> _Exercise requirements_:
Nothing but the lines from the first line of the records below to the line holding "column 252, row 107" belongs in the answer, copied exactly and without pictures.

> _Supplied data_:
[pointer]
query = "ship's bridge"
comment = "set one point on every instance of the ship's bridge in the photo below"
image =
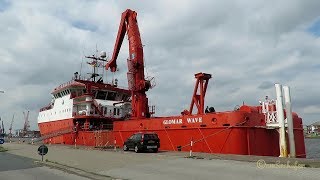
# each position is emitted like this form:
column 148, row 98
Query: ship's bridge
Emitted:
column 72, row 100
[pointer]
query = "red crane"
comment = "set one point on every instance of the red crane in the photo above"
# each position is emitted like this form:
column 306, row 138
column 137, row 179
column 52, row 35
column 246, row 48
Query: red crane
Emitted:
column 26, row 125
column 136, row 80
column 10, row 128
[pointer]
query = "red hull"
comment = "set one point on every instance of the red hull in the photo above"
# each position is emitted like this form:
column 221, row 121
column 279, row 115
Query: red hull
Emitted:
column 236, row 132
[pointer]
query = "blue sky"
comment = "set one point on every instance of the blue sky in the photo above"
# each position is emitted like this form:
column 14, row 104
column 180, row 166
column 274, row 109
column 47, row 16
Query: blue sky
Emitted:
column 315, row 28
column 4, row 4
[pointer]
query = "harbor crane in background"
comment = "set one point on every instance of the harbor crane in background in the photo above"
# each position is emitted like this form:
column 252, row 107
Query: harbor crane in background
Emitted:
column 10, row 128
column 137, row 83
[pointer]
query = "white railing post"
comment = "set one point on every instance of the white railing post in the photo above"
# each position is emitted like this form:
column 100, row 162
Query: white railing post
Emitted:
column 280, row 117
column 287, row 98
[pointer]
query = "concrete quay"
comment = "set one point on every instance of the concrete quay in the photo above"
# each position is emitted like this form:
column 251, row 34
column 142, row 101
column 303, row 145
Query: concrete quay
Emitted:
column 110, row 164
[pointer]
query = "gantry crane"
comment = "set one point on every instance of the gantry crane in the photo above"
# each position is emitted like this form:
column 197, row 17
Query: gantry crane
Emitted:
column 26, row 125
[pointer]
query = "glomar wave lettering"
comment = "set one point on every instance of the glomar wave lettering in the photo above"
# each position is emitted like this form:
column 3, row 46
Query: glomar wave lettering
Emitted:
column 172, row 121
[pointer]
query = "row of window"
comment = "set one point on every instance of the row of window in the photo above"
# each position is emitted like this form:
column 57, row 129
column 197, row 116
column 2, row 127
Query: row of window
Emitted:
column 116, row 111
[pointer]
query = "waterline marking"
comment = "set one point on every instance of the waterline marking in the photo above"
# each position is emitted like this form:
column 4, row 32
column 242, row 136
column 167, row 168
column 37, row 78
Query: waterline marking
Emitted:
column 261, row 164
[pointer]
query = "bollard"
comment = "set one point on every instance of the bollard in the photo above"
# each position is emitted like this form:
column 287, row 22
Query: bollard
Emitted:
column 191, row 144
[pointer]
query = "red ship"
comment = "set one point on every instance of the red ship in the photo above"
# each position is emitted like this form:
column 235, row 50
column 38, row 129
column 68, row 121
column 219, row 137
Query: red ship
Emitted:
column 91, row 112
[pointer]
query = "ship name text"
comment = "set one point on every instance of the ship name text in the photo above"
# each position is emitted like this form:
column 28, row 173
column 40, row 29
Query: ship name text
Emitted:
column 194, row 120
column 172, row 121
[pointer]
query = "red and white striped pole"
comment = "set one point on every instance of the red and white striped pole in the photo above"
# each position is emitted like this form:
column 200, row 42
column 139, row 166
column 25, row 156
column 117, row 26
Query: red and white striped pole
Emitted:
column 191, row 144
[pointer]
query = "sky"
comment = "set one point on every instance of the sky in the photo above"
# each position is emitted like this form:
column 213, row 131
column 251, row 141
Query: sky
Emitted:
column 246, row 45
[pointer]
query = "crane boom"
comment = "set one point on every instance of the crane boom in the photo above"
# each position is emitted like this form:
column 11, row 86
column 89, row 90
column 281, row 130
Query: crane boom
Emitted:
column 136, row 80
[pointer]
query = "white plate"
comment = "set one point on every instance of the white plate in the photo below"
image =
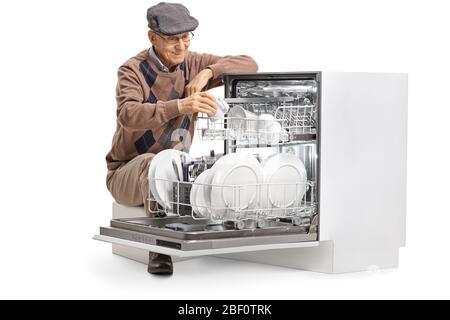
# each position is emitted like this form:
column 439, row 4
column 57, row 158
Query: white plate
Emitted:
column 235, row 183
column 285, row 179
column 198, row 201
column 162, row 174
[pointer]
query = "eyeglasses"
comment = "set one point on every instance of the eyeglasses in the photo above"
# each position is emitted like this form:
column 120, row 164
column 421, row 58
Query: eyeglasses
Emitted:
column 175, row 40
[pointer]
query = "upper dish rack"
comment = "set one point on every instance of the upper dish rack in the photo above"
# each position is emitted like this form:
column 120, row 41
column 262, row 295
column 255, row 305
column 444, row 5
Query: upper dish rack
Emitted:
column 295, row 120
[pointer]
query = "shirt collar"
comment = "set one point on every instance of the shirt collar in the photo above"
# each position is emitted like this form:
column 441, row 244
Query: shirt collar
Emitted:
column 156, row 60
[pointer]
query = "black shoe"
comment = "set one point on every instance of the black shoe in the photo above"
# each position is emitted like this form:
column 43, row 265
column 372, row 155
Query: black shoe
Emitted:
column 159, row 263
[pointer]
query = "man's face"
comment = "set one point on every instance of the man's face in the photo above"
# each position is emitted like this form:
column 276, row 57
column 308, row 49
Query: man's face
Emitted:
column 171, row 50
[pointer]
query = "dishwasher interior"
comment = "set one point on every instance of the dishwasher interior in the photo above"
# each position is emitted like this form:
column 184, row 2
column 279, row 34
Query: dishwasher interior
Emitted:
column 263, row 187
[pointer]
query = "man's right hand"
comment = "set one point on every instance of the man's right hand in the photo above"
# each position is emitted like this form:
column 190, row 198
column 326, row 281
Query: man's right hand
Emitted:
column 198, row 102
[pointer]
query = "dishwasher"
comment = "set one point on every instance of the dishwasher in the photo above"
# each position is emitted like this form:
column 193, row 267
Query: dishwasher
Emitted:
column 311, row 175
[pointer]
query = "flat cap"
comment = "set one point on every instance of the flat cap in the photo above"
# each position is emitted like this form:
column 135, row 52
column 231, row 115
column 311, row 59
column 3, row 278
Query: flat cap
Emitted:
column 170, row 18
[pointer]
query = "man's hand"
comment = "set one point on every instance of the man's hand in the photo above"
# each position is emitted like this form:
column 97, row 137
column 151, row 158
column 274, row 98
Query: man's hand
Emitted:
column 199, row 82
column 198, row 102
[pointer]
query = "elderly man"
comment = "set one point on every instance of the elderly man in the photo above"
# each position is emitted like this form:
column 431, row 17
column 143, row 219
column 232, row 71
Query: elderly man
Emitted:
column 160, row 91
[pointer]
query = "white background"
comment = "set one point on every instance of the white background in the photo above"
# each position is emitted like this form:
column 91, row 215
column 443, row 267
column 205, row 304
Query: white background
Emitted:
column 58, row 73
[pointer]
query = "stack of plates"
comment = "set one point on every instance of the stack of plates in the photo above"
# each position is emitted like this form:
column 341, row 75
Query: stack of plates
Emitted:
column 238, row 182
column 165, row 168
column 285, row 181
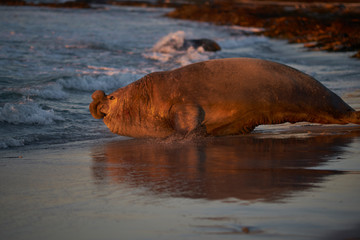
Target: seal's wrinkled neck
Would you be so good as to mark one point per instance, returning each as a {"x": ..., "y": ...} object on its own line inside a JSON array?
[{"x": 95, "y": 106}]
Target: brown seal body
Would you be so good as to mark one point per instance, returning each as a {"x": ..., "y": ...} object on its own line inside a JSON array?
[{"x": 219, "y": 97}]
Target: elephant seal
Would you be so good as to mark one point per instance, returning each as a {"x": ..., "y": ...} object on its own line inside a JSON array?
[{"x": 219, "y": 97}]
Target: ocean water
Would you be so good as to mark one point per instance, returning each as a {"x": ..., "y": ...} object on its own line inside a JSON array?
[
  {"x": 51, "y": 60},
  {"x": 64, "y": 175}
]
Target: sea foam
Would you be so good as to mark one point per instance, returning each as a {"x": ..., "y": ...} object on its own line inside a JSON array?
[
  {"x": 49, "y": 91},
  {"x": 170, "y": 49},
  {"x": 103, "y": 78},
  {"x": 27, "y": 112}
]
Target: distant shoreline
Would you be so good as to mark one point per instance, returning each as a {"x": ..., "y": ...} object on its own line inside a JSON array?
[{"x": 329, "y": 26}]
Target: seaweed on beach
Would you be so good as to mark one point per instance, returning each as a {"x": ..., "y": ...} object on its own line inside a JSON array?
[{"x": 331, "y": 26}]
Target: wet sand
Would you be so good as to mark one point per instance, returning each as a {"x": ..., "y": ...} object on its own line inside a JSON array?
[{"x": 280, "y": 182}]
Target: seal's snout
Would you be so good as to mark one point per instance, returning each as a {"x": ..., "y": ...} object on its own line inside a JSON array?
[
  {"x": 97, "y": 95},
  {"x": 95, "y": 106}
]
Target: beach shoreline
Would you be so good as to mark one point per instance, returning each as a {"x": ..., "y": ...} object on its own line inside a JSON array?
[{"x": 330, "y": 26}]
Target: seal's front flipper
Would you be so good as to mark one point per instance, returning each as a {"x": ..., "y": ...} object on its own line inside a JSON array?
[
  {"x": 354, "y": 117},
  {"x": 187, "y": 119}
]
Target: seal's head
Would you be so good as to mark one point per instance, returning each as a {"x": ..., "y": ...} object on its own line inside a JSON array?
[{"x": 102, "y": 104}]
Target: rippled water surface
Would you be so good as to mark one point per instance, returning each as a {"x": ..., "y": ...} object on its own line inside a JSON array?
[{"x": 64, "y": 175}]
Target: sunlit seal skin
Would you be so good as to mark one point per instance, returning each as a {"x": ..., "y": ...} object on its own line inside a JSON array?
[{"x": 219, "y": 97}]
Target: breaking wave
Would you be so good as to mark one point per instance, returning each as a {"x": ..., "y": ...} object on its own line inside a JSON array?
[
  {"x": 171, "y": 48},
  {"x": 27, "y": 112},
  {"x": 50, "y": 91},
  {"x": 13, "y": 142}
]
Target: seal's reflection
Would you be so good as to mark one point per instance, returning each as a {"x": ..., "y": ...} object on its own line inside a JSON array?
[{"x": 246, "y": 168}]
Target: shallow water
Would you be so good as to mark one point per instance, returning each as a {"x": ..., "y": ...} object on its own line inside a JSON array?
[{"x": 64, "y": 175}]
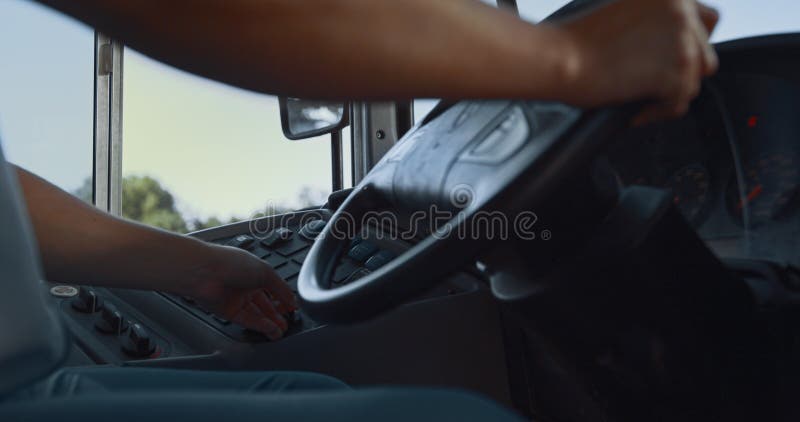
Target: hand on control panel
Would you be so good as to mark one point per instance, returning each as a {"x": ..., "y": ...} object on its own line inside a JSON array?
[{"x": 243, "y": 289}]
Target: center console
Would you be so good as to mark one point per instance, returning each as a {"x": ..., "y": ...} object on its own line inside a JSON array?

> _Result for this task_:
[pointer]
query = "ship's bridge"
comment = "set one point on every instance of the ship's bridge in the photo below"
image =
# each position is emitted like this form:
column 148, row 98
Query: ship's bridge
Emitted:
column 72, row 100
[pointer]
query = "red crane"
comment = "set one point on every instance of the red crane in the photo above"
# each position is emitted like this form:
column 306, row 138
column 137, row 179
column 52, row 35
column 246, row 48
Query: red crane
Emitted:
column 26, row 125
column 136, row 80
column 10, row 128
[pointer]
query = "red hull"
comment = "set one point on every instance of the red hull in the photo above"
# each position is emitted like this form:
column 221, row 121
column 279, row 115
Query: red hull
Emitted:
column 236, row 132
[pointer]
query = "blue sky"
comment = "set one point on every instance of the blue sky in the photo above"
# each position is emitted like this form:
column 14, row 104
column 180, row 166
column 274, row 109
column 47, row 16
Query: blue sky
Emitted:
column 315, row 28
column 4, row 4
[pointer]
query = "harbor crane in background"
comment = "set one point on every instance of the harbor crane in background in the photo above"
# each position is emitted like this form:
column 252, row 107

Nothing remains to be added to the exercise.